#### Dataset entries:
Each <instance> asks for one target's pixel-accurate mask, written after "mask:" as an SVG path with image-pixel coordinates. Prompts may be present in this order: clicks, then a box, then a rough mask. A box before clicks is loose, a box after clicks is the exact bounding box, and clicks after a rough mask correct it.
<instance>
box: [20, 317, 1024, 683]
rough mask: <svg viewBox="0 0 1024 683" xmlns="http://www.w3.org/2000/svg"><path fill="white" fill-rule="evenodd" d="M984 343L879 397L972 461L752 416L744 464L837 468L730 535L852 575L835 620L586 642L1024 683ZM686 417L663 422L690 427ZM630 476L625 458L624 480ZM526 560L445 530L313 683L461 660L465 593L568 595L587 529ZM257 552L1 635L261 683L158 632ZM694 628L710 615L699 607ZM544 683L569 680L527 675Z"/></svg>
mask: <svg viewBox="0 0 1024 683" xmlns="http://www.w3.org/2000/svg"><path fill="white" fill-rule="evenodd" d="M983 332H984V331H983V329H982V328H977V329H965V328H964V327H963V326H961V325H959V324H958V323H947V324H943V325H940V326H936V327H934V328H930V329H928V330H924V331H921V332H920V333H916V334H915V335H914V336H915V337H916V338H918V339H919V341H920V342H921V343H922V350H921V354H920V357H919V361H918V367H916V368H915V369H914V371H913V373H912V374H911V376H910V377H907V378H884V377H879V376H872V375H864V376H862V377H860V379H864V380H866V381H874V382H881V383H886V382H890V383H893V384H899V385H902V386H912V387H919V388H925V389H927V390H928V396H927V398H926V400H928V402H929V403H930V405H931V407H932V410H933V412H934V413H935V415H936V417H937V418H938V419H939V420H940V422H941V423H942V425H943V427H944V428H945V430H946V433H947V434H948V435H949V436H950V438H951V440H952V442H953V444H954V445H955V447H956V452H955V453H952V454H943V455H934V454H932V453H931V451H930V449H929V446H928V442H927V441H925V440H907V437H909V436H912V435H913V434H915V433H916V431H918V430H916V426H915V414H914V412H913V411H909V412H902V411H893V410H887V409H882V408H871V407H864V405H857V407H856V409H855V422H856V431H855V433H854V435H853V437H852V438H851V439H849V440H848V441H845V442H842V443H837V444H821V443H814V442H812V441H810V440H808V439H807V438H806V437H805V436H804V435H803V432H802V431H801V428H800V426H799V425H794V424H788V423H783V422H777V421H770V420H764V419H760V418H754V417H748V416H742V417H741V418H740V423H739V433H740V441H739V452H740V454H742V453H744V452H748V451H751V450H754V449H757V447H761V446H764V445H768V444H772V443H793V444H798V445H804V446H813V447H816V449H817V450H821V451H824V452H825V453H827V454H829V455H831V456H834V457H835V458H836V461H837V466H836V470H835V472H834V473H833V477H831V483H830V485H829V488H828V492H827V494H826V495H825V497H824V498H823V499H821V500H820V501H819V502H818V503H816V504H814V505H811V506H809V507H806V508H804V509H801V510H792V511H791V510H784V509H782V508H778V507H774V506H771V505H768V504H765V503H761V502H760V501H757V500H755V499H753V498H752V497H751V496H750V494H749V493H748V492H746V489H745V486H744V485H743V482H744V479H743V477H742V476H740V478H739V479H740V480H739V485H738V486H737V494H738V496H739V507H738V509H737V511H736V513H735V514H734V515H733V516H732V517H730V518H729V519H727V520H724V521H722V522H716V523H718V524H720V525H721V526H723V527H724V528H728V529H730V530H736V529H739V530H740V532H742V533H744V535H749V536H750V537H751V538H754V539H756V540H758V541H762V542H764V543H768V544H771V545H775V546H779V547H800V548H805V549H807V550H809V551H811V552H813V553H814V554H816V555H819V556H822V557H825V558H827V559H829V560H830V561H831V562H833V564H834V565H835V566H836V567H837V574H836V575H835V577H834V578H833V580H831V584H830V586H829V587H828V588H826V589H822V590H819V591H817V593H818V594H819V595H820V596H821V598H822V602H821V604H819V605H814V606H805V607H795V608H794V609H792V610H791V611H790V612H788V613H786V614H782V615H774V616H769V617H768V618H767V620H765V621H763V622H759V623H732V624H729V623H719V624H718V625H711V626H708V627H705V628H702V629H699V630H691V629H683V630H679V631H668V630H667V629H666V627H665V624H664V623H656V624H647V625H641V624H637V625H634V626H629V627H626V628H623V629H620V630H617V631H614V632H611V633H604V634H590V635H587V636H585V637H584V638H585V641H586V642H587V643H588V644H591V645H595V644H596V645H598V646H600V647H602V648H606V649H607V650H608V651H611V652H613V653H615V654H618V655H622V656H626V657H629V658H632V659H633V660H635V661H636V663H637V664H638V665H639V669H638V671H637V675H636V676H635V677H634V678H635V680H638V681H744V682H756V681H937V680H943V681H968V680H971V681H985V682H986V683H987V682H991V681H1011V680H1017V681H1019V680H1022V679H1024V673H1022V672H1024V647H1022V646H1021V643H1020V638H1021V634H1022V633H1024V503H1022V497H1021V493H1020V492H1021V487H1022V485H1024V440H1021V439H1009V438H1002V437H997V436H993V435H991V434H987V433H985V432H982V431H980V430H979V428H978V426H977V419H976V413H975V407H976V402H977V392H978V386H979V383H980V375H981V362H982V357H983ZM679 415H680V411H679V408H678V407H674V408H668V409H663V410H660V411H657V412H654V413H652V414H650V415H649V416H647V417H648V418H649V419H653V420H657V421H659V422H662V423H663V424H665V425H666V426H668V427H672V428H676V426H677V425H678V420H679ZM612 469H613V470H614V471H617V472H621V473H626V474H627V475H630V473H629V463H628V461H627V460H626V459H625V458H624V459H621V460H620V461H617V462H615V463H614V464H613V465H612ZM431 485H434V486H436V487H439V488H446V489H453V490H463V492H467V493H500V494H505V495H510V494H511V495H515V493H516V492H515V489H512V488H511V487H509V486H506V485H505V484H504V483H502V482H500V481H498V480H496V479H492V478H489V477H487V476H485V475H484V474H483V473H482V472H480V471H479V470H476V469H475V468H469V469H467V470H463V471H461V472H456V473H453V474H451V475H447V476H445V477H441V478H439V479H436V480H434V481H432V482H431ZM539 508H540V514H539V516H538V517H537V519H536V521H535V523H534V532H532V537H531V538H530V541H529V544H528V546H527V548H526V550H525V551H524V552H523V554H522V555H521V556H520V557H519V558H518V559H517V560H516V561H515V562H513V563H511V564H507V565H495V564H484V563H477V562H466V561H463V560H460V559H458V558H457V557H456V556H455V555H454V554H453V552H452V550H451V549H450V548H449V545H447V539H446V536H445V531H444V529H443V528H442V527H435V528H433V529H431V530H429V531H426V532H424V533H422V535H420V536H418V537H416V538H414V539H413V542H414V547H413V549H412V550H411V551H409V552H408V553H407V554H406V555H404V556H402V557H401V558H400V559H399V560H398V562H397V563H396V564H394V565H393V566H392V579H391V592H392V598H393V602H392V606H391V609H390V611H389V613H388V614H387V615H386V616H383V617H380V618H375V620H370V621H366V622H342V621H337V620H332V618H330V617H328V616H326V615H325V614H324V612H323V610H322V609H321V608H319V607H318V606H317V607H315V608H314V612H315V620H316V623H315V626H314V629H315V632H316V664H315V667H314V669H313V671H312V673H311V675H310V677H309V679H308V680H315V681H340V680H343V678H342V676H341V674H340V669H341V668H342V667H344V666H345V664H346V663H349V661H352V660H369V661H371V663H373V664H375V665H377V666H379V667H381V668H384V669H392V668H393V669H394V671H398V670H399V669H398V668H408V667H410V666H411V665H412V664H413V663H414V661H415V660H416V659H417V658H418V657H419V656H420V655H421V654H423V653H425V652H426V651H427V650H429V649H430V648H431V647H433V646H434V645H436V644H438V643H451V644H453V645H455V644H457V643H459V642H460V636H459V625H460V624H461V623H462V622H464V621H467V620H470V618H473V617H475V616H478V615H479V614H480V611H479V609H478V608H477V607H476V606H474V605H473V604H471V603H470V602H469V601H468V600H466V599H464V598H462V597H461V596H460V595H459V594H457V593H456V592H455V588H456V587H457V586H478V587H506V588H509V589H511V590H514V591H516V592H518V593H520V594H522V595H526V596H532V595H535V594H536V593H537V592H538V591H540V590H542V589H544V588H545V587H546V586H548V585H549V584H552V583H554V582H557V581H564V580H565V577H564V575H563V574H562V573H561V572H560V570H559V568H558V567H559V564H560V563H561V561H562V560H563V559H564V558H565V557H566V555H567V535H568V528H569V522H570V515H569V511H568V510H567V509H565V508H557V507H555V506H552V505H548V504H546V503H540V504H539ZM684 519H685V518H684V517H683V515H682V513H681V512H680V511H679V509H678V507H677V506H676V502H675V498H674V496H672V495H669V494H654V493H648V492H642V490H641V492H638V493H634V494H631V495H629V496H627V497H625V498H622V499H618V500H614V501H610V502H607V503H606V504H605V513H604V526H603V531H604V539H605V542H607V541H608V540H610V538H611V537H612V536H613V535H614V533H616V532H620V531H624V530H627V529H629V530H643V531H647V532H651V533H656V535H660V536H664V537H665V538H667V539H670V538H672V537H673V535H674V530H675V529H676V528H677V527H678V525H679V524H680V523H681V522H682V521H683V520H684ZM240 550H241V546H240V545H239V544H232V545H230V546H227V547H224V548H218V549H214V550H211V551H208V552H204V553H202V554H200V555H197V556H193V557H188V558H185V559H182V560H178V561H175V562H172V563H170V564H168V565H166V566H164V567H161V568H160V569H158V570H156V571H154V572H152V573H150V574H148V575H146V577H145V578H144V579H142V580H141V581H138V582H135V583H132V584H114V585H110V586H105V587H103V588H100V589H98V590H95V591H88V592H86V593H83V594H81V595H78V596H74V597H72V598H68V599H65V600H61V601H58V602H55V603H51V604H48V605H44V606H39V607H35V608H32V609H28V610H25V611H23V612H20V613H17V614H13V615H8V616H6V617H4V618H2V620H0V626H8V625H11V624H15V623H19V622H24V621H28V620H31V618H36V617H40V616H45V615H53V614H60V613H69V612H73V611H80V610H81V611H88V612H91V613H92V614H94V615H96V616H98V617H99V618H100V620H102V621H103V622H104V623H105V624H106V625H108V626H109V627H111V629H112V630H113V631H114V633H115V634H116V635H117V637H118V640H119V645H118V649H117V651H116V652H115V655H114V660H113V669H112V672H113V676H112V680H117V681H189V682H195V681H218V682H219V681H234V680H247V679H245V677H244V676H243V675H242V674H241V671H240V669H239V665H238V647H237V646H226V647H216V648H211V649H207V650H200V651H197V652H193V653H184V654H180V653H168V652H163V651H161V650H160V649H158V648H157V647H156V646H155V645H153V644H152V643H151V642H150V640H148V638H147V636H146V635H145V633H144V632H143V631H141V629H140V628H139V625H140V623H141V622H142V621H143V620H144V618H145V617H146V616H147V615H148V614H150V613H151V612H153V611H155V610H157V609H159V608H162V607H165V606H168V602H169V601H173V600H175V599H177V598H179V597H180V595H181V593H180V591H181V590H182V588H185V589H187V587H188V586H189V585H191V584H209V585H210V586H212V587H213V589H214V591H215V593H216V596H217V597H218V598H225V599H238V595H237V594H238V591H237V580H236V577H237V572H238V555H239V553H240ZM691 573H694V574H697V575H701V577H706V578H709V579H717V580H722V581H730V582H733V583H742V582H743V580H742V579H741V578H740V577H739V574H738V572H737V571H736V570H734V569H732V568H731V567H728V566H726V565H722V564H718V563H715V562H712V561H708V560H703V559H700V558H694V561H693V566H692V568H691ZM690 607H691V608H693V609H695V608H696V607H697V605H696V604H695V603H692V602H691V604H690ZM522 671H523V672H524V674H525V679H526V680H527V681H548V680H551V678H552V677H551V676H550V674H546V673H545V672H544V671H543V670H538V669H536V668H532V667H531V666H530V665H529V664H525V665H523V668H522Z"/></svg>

#### Your objective:
If a line falls between the first line of the data above and the line holding "box: [20, 317, 1024, 683]", inclusive, retype it exactly; retype no other line.

#### Answer box:
Each <instance> asks for one target's pixel-accurate mask, written after "mask:" as an SVG path with image-pixel coordinates. Prompts may be present in this order: clicks, then a box, then a rough mask. A box before clicks is loose, a box after clicks is the exact bounding box, and clicks after a rough mask correct it.
<instance>
box: [20, 317, 1024, 683]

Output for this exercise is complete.